# Alabama rig for trout/reds



## iceoiler (Jan 11, 2013)

Anyone try this tehnique for trout or reds yet. Just wondering since its the new thing in bass fishin.


----------



## Baker8425 (Jul 2, 2012)

Wirelessly posted

You got me... Been thinking about trying it. Let me know if you try it please


----------



## catdad100 (Nov 17, 2009)

same here,I know it works on tuna with daisy chains and umbrella rigs and this is basically a mini umbrealla rig.I picked up one at walmart a while back but havent tried it yet either.


----------



## BlackHogDown (Aug 14, 2012)

Wirelessly posted

I have used it many times over the summer. I have had good success by downsizing the jig heads and using something that matches the current bait that I see them busting. Best so far has been the little zoom flukes that resemble glass minnows. Only draw back is that the rig is pretty heavy and will spook fish on hitting the water. I have also used a drop shot rig with a little zoom fluke and had success when fish have had a lot of pressure.


----------



## Charlie2 (Oct 2, 2007)

*Alphabet Rig for Salt*

Alabama aka Louisiana aka (do a Google) Umbrella Rigs originated in the salt and are 'new' only to freshwater Bass fishing.  They were used to entice Tuna up to where you could catch them using other methods.

They are also called 'Striper Spreader Bars'' and probably used even today to troll for Striped Bass. Do a Google search. Lots of info.

My Alphabet Rig (C2 Rig) that I cast in the surf has only three 'arms' that I use with jigs. Very effective. C2


----------

REQUEST A
Return the passage of the Alabama rig thread that runs from "same here,I know" down to "it yet either.", copied word for word.
The Alabama rig thread and the records are unrelated material.

Records drawn from a data source:
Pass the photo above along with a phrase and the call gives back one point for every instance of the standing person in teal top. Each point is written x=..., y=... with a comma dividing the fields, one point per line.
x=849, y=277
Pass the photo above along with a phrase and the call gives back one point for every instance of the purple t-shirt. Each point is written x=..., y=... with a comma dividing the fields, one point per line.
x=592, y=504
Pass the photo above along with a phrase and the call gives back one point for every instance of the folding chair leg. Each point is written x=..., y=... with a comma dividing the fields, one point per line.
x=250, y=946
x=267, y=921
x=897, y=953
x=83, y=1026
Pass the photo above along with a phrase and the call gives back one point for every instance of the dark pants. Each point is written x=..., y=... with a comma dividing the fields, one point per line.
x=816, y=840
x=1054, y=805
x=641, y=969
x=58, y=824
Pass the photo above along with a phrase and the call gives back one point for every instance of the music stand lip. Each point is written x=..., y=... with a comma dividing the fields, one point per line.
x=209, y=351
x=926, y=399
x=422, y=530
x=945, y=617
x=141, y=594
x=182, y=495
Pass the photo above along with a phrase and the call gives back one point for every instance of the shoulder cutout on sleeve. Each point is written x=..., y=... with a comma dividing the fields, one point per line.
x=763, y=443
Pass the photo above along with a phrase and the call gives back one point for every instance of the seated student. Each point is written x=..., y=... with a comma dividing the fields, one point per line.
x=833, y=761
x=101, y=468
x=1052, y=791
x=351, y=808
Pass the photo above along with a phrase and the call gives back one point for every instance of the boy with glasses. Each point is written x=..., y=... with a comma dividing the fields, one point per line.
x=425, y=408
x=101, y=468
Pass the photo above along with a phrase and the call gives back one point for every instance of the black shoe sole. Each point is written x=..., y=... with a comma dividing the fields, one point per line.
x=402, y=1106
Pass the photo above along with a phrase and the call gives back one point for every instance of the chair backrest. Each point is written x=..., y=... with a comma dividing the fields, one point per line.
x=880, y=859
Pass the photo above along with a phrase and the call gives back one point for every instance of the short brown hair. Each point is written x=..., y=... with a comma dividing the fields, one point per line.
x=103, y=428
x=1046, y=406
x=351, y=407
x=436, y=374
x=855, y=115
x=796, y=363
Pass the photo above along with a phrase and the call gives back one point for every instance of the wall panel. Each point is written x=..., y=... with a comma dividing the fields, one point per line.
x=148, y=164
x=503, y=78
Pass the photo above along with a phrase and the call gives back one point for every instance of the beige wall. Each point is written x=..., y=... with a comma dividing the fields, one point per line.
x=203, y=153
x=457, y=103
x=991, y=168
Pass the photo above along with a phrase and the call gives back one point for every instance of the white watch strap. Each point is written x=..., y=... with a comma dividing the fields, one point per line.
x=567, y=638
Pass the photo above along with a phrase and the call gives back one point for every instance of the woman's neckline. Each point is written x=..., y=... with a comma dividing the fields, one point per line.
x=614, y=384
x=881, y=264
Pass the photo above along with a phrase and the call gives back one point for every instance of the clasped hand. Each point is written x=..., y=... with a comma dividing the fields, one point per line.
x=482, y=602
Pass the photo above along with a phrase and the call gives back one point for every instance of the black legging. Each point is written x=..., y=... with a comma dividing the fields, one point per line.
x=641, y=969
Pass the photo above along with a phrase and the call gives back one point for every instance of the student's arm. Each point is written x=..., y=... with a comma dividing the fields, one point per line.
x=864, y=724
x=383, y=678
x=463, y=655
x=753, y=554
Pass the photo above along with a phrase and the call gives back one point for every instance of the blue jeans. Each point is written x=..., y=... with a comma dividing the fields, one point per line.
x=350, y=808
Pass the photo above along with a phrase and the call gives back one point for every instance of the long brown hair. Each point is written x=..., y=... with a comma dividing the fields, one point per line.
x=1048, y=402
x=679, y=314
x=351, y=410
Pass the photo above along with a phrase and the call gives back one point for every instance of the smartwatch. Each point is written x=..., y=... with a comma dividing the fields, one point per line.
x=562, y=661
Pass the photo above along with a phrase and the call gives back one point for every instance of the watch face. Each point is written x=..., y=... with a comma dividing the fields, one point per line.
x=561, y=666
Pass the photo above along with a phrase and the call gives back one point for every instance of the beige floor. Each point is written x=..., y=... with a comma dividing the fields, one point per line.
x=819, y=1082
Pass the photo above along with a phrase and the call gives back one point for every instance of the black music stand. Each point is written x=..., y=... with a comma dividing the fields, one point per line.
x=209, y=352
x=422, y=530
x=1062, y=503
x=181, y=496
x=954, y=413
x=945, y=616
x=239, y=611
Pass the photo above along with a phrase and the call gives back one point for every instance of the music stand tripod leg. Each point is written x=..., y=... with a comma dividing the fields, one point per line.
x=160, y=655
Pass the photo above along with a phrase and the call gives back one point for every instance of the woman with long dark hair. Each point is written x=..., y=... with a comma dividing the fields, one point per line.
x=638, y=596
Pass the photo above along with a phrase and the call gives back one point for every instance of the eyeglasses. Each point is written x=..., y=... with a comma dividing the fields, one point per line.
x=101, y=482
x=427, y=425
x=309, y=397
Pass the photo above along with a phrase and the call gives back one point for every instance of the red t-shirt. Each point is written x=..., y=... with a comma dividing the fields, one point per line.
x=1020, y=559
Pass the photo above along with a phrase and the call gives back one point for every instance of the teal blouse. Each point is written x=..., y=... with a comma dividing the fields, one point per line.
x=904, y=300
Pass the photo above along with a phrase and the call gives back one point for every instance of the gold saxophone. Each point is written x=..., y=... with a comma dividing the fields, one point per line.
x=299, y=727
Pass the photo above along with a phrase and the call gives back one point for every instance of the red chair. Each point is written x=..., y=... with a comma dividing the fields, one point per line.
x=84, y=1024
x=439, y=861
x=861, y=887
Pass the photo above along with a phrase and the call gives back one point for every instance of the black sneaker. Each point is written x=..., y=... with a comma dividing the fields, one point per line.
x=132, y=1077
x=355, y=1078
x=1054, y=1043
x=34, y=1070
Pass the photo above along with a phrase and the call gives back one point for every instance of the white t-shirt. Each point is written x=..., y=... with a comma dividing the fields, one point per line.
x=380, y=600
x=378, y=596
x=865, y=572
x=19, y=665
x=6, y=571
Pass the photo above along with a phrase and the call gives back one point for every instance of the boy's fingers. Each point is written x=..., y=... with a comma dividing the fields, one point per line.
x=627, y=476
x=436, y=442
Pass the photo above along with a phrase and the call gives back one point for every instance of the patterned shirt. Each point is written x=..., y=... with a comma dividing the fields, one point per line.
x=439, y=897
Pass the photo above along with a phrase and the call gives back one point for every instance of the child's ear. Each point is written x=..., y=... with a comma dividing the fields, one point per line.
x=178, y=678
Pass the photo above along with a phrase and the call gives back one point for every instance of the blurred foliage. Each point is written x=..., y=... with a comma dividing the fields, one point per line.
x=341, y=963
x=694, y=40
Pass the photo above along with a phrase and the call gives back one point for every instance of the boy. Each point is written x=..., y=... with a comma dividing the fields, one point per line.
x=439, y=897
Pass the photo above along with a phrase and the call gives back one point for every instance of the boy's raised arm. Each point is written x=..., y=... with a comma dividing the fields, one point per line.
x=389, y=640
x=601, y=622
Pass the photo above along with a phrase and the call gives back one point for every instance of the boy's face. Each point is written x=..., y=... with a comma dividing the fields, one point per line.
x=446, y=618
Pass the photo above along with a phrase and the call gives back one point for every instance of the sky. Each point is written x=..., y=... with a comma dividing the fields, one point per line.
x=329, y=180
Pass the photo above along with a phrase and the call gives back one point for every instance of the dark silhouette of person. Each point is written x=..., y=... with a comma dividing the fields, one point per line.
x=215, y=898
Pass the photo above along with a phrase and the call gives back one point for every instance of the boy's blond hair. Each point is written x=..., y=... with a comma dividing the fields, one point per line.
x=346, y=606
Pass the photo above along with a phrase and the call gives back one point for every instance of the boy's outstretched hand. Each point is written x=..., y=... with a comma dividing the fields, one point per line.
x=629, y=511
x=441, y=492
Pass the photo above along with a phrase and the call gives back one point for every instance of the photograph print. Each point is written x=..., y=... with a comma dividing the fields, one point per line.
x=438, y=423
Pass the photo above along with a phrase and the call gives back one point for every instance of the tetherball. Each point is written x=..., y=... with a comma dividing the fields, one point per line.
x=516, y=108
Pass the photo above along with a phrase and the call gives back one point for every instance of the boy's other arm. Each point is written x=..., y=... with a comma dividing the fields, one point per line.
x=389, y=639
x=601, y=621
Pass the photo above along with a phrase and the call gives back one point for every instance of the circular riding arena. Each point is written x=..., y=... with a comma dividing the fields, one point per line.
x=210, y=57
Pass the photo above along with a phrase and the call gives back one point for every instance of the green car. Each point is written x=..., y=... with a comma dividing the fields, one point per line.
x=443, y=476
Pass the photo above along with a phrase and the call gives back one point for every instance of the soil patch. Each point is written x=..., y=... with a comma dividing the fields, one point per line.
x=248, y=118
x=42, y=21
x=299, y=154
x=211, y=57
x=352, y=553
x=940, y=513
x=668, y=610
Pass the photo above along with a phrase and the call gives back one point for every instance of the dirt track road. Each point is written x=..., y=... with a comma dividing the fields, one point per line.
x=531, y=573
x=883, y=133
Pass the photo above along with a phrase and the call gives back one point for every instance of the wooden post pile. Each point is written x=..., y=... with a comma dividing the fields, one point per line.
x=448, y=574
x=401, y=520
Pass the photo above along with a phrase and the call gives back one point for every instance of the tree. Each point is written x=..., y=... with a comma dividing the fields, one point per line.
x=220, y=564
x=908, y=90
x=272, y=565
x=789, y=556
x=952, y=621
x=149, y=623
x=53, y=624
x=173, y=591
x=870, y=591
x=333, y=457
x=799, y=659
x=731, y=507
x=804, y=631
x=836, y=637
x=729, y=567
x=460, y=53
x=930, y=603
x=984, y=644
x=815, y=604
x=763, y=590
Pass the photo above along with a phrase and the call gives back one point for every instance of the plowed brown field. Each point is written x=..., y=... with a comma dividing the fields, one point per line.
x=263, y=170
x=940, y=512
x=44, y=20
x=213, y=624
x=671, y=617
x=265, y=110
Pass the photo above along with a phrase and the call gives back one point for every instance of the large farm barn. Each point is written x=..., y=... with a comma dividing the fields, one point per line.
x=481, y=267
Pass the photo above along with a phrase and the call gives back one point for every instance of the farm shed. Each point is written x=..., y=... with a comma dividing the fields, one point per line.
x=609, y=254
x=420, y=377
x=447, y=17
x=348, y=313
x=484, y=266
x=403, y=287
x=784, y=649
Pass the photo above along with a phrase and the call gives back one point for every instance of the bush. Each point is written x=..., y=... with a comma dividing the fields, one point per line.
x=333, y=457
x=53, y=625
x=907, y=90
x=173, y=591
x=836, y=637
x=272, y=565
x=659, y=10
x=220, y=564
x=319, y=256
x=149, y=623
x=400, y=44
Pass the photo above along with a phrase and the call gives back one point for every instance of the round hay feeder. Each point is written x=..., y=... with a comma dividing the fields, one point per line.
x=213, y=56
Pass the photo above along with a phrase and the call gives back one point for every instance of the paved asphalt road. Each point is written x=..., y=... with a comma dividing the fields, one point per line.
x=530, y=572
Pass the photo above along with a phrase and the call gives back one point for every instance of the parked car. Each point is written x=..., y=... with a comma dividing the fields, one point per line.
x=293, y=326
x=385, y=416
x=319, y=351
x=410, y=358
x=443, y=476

REQUEST B
Return every line of the records that contains the string "music", treating uppercase and lowercase as distinct.

WORKED ANSWER A
same here,I know it works on tuna with daisy chains and umbrella rigs and this is basically a mini umbrealla rig.I picked up one at walmart a while back but havent tried it yet either.

WORKED ANSWER B
Pass the photo above along with a phrase and the call gives back one point for every instance of the music stand lip. Each point is written x=..., y=... with a comma dividing the fields, one point per line.
Pass the photo above along with a phrase and the call gives back one point for every instance of the black music stand. Each point is written x=..., y=... with a comma dividing the fields, one point per line.
Pass the photo above along with a phrase and the call gives back one point for every instance of the music stand tripod leg. Each point is written x=..., y=... with a comma dividing the fields, one point per line.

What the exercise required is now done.